--- Start Extracted records ---

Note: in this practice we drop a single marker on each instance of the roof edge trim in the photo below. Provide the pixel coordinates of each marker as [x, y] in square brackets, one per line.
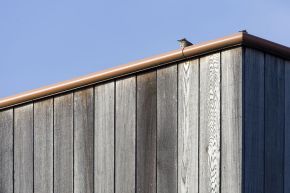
[236, 39]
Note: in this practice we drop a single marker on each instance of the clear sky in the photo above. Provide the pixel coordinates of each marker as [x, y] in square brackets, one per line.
[47, 41]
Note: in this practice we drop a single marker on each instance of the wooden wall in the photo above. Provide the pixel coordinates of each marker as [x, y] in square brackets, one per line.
[266, 123]
[175, 129]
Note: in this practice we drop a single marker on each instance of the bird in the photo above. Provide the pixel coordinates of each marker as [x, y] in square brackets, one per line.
[184, 43]
[244, 31]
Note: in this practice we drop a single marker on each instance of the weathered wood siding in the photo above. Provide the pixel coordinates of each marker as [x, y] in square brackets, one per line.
[217, 123]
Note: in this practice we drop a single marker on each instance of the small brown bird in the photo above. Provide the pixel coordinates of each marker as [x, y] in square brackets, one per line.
[244, 31]
[184, 43]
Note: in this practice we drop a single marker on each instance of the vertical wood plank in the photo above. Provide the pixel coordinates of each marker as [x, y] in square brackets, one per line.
[43, 146]
[84, 141]
[253, 121]
[104, 137]
[167, 130]
[146, 133]
[287, 129]
[274, 124]
[125, 135]
[6, 151]
[209, 154]
[23, 149]
[231, 139]
[63, 144]
[188, 123]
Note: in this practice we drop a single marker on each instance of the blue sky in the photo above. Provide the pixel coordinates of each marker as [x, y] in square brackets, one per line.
[44, 42]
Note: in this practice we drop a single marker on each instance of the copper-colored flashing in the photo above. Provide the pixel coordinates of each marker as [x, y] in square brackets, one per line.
[180, 54]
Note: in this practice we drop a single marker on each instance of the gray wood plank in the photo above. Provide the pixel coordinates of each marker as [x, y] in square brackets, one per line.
[274, 124]
[6, 151]
[287, 129]
[209, 153]
[188, 123]
[63, 144]
[43, 146]
[104, 137]
[125, 135]
[167, 130]
[146, 133]
[253, 121]
[84, 141]
[23, 149]
[231, 107]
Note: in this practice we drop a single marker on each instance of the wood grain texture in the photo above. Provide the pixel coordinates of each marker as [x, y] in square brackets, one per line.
[63, 144]
[287, 129]
[209, 154]
[6, 151]
[274, 124]
[43, 146]
[188, 124]
[104, 137]
[146, 133]
[23, 149]
[167, 130]
[125, 135]
[84, 141]
[231, 110]
[253, 121]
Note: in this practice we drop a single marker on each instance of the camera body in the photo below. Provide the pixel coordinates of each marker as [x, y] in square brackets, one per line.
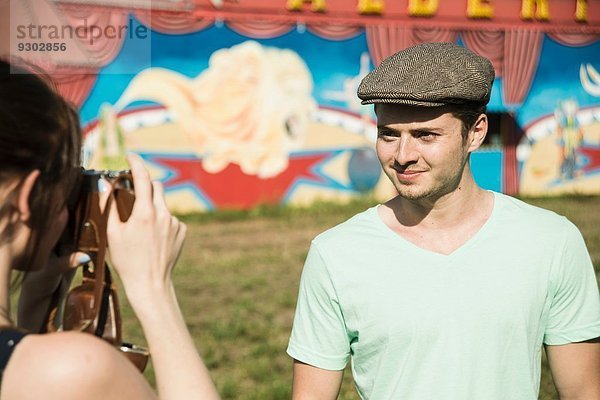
[87, 217]
[93, 306]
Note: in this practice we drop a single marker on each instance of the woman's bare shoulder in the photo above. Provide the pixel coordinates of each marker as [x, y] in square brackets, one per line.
[71, 365]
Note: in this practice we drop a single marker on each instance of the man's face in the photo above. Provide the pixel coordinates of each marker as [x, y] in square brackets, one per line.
[421, 150]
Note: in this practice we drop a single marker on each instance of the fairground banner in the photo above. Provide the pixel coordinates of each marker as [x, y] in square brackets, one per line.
[235, 104]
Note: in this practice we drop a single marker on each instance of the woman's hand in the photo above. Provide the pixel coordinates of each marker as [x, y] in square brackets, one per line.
[144, 249]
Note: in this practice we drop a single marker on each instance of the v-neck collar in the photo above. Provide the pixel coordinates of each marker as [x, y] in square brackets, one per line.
[487, 225]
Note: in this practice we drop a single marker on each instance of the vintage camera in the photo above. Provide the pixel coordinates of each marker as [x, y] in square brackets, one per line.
[93, 306]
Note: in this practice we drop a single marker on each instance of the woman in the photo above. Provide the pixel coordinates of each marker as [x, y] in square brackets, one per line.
[39, 155]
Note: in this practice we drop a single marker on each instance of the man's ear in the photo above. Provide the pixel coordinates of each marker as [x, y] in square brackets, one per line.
[478, 132]
[24, 192]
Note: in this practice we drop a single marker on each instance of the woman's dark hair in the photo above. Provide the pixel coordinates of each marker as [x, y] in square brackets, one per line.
[38, 130]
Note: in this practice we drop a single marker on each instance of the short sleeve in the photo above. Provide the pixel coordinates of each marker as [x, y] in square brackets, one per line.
[574, 314]
[319, 335]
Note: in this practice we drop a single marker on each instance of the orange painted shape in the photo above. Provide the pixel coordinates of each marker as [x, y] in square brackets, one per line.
[480, 9]
[422, 8]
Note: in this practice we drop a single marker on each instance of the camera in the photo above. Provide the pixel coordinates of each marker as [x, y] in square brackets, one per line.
[93, 306]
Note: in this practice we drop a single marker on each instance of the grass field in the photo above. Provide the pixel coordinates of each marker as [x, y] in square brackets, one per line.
[238, 278]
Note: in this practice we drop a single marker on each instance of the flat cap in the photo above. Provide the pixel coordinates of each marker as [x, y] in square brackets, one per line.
[429, 75]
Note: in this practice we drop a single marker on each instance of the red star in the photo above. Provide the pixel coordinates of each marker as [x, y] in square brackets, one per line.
[231, 188]
[592, 154]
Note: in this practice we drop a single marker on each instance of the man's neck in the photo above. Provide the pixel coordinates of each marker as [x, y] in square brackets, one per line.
[440, 225]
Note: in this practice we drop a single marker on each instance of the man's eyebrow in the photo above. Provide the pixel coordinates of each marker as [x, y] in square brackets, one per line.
[384, 129]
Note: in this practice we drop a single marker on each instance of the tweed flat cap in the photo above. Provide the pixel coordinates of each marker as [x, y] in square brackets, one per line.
[429, 75]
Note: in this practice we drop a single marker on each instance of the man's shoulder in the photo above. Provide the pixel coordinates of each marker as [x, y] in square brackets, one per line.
[521, 214]
[357, 227]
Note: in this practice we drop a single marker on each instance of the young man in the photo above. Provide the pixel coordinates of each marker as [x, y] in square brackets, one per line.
[447, 291]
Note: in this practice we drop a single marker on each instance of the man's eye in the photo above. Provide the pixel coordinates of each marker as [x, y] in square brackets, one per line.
[425, 135]
[386, 135]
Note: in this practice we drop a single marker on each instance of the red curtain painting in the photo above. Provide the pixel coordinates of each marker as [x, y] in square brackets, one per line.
[489, 44]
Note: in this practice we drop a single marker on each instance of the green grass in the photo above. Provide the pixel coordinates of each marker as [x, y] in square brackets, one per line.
[238, 278]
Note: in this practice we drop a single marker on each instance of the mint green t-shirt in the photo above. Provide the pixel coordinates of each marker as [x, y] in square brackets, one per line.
[469, 325]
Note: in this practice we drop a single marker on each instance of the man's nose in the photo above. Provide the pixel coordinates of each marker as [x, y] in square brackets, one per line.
[406, 152]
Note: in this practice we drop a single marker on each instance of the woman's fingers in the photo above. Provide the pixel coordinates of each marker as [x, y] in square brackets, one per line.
[142, 185]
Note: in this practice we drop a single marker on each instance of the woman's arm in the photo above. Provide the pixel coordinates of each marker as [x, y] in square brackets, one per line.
[144, 250]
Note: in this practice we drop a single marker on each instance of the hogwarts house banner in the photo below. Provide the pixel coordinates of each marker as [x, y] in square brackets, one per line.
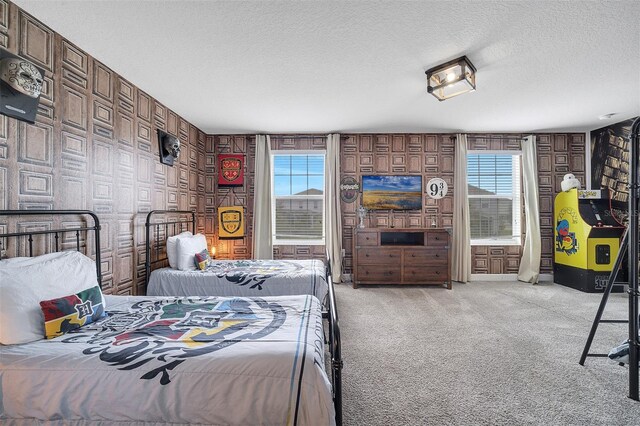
[231, 169]
[610, 161]
[231, 222]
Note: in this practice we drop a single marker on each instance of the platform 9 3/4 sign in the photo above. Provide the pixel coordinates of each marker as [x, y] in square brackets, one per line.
[437, 188]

--- End Extracted records ---

→ What the task asks
Exactly as written, return every line of the listing, but not the pictures.

→ The response
Note: in this practice we drop a single marker on each instance of the roof edge trim in the photo below. Provide the pixel coordinates of each marker as [x, y] in square brackets, one per line.
[236, 39]
Note: in this practice we drop a single marker on each instance of the clear sky in the photo above. Provide the pixel coordinates of each marker as [x, y] in square brackets, one per line.
[47, 41]
Note: in this practice we drop a single marker on each instance of the wooden wall in the photo above. Provide the pixel coordinates of each marker as [x, y] in square brackets, one per line.
[266, 123]
[175, 129]
Note: in this practice we drop a single marker on each instance of the bird in the photo above. Provide the pixel coordinates of each marker as [x, y] in square brackets, one per line.
[184, 43]
[244, 31]
Note: in this practice we drop a single marker on each instance of the weathered wood siding in the photo above. Provide the pixel coordinates of each marker as [x, y] in square brackets, one per line.
[217, 123]
Note: in this practice we drop a single marker on each instance of the small brown bird in the photo above. Provide the pixel coordinates of each marker as [x, y] in square brackets, one per line.
[244, 31]
[184, 43]
Note: in this practice we drop a single marker on each instance of the vertical wood plank in the photo above. Provide the pixel coordinates of each marker as [x, y] in square brackets, one per line.
[43, 146]
[84, 141]
[253, 121]
[104, 137]
[167, 130]
[146, 133]
[287, 129]
[274, 124]
[125, 135]
[6, 151]
[209, 154]
[23, 149]
[231, 139]
[63, 144]
[188, 123]
Note: in this practice we drop a single marker on each instance of the blue sky in the photo above. Provide the pixel coordinates of each marker as [x, y] in square brackets, one per line.
[44, 42]
Note: in this practice we drop a single marker on each instance of the copper-colored flashing in the photo above. Provide the pixel coordinates of each marker as [x, y] in square brackets, one per line.
[180, 54]
Note: in this practice we drop a single marker on each instance of the gray wood plank in the photo above. Provide the pixel coordinates of each marker as [x, y] in square brackets, one per line.
[274, 124]
[6, 151]
[287, 129]
[209, 153]
[188, 123]
[63, 144]
[43, 146]
[104, 137]
[125, 135]
[167, 130]
[146, 133]
[253, 121]
[84, 141]
[23, 149]
[231, 107]
Note: in this practice we drop a single marker on each instance of the wood grain texture in the photo above. Provide the pixel coordinates of each marker as [x, y] in square brackets, one per line.
[63, 144]
[287, 129]
[209, 154]
[6, 151]
[274, 124]
[43, 146]
[188, 124]
[104, 137]
[146, 133]
[23, 149]
[167, 130]
[125, 135]
[84, 141]
[231, 110]
[253, 121]
Note: in this practice we drop a single marker on each instance of the camera body in the photo below. Provide the pixel coordinates of each marker as [x, y] in square brackets, one per line.
[87, 217]
[93, 306]
Note: in this practice we drop a single marker on each instance of the woman's bare shoulder in the photo above. Provide the pixel coordinates of each marker as [x, y] in square brackets, one per line.
[71, 365]
Note: in this practice we drop a single marker on each instance of the man's face in the photo above. Provide the pixel coordinates of each marker as [x, y] in square brackets, one per line.
[421, 150]
Note: in this practice we drop a single marker on each instance of the fairground banner in the photo above. Provide the pixel coordinates of each marker as [x, y] in square brackets, one per line.
[235, 104]
Note: in this practice we drop a single marker on each instance of the woman's hand in the photo above. Provide the pixel coordinates of each marker as [x, y] in square brackets, one per line.
[144, 249]
Note: in this practice we drop a single marker on each instance of the v-neck collar in the photo above. Provide the pixel coordinates of each marker as [x, y] in square brackets, one per line.
[487, 225]
Note: in this practice we drop a single marker on each instance of the vintage camera in the photo above. Provide the pixel coordinates of each marker as [x, y] in square brackets, one per line.
[93, 306]
Note: in this practice we drop a single marker on each instance of the woman in the photo above. Provide the pixel coordinates of each marker as [x, y] in square brackets, one per line.
[39, 155]
Note: in this practice we drop a single marker on each instance of the man's ear in the photo above. Provide the pixel coordinates of each marker as [x, y] in square brackets, one per line.
[478, 132]
[24, 192]
Note: in this practice we drop a single marker on each instance of the woman's dark hair in the photo above. Provide the pixel coordinates of each marker as [x, y] in square brackets, one per line.
[38, 130]
Note: in this practice we drop a single marker on each instance of the short sleeve in the photo above. Provide the pixel coordinates of each marker as [x, y] in square brackets, one per line.
[574, 314]
[319, 335]
Note: in this practice we drop a single marker on each instance of the orange painted shape in the photo above. Provide the pixel coordinates of each marker as [x, y] in square brackets, one per line.
[480, 9]
[422, 8]
Note: in this practice we drop a single marker on each instance of the camera in the photo above. Provide the pixel coordinates of each marker as [x, y] in square brackets, one per line.
[93, 306]
Note: in this practice we drop a single marker on each instance of the grass field in the photo above. Provide the pixel coordinates of each marker as [x, y] in square brackets, one per line.
[238, 278]
Note: in this practice we drop a single marker on each instance of the flat cap in the photo above. Provide the pixel coordinates of each marker as [x, y] in square brackets, one per line.
[429, 75]
Note: in this practice we drop a single marker on each instance of the red star in the photo above. Provide the pixel coordinates of each marker as [x, y] in square brackets, one per line.
[231, 188]
[592, 154]
Note: in this practice we drop a single marker on each instance of the man's neck in the photo above. Provide the pixel coordinates of each marker as [x, y] in square brackets, one per line.
[440, 225]
Note: in this practice we drop a single marker on each instance of the man's eyebrow in the photo above. Provide the pixel coordinates of each marker as [x, y] in square brackets, one per line.
[384, 129]
Note: in this practice we drop a single marker on each instance of the tweed flat cap in the photo above. Provide the pixel coordinates of each marker as [x, y] in square brackets, one per line.
[429, 75]
Note: in this practice we drop a single marker on each instance of the man's shoulder in the photo above. Provide the pixel coordinates of each marker as [x, y] in square brackets, one per line.
[521, 214]
[357, 227]
Note: in this practice we drop a single marker on each instance of the young man in the photo above. Provide the pixel coordinates of each marker as [x, y] in square brackets, one per line.
[447, 291]
Note: in this practice we drop a single marker on each instance of the man's eye in the photo above. Provide the pixel coordinates of each marker as [x, y] in square brackets, one per line.
[425, 135]
[386, 135]
Note: in this practice we drop a single marker on each instance of the red curtain painting in the photo above. Provide the pixel coordinates of each marker as [x, y] in square brackets, one per line.
[489, 44]
Note: in this practice we drop a single marker on each instance of the green grass in the photo above. Provide the pixel coordinates of each marker as [x, y] in square brackets, one per line.
[238, 278]
Note: in this practice we drop a single marker on each instance of the mint green t-shirt in the photo above. Provide the pixel coordinates of each marker as [x, y] in square brackets, one per line.
[469, 325]
Note: in this practice we drop a single marker on each instance of the man's nose in the photo above. Provide the pixel coordinates of each marker as [x, y] in square brackets, one per line.
[406, 152]
Note: in this practice we drop a single marker on each instance of the woman's fingers in the photo above. Provide the pixel coordinates of each marker as [x, y] in square brackets, one per line.
[142, 185]
Note: in this practice we drop a single marker on each instance of the woman's arm in the photo above. Provide the pixel coordinates of each marker as [x, y] in square brackets, one per line.
[144, 250]
Note: in this practice we drop a single marker on each instance of the hogwarts house banner in the photo below. Provide the pixel coordinates of each marker as [x, y] in square brackets, one per line.
[231, 169]
[610, 161]
[231, 222]
Note: in this practice we drop a single marker on each instance of the platform 9 3/4 sign in the photo above. Provide the pixel coordinates of each marker as [x, y] in square brackets, one per line.
[437, 188]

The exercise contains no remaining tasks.